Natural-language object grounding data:
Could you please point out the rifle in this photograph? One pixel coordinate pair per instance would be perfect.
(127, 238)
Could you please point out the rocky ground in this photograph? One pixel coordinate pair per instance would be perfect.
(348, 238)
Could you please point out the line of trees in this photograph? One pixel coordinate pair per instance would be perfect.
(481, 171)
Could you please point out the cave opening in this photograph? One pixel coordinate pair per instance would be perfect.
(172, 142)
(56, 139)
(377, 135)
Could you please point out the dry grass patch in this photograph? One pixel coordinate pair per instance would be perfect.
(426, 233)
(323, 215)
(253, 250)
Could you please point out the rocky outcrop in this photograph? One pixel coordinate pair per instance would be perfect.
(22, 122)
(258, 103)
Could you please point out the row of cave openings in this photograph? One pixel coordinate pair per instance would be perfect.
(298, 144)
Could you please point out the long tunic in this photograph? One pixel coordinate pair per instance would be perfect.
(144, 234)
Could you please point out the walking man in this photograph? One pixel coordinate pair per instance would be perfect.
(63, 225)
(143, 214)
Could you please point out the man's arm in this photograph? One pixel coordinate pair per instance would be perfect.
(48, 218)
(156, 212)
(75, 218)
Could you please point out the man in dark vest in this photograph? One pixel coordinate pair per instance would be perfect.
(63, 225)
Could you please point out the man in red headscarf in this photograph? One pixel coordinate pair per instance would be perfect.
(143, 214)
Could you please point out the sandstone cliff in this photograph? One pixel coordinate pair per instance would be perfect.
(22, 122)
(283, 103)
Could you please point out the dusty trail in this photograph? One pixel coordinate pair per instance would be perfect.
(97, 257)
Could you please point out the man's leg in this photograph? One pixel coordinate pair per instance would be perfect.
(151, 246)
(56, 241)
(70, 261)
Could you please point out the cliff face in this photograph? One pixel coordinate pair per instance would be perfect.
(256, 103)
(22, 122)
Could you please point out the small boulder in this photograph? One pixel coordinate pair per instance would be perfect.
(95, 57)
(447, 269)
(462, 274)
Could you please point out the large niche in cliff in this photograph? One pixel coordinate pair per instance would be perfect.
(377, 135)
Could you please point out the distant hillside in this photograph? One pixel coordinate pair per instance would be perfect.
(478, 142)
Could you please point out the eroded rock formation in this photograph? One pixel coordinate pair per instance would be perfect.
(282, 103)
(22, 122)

## Try it:
Beginning with the line that holds "Could you please point out the large", please give again each line exactly until the records end, and include that final line.

## The completed task:
Could you please point out the large niche in cliff in this photograph? One pixel coordinate pair per instance would be perfect.
(377, 135)
Could you please point out the distant hillside in this photograph? One pixel coordinate pair per instance would be perfect.
(478, 142)
Could you please point out the eroded rock formation in this photograph? One pixel coordinate pair per instance would be perfect.
(282, 103)
(22, 122)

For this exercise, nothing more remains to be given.